Problem description
In the entries below, substitute "object" for "instance" and keep everything else the same. Leave the pictures out of your answer.

● ● ● ● ●

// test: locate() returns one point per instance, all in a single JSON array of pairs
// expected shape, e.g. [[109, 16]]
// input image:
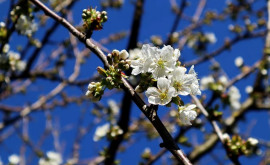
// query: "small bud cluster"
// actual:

● ● ● ● ●

Correct output
// test: locate() returns one point per object, all in a single JSON array of pairs
// expected shape, e.g. [[109, 16]]
// input image:
// query: "small bud cluster"
// actual:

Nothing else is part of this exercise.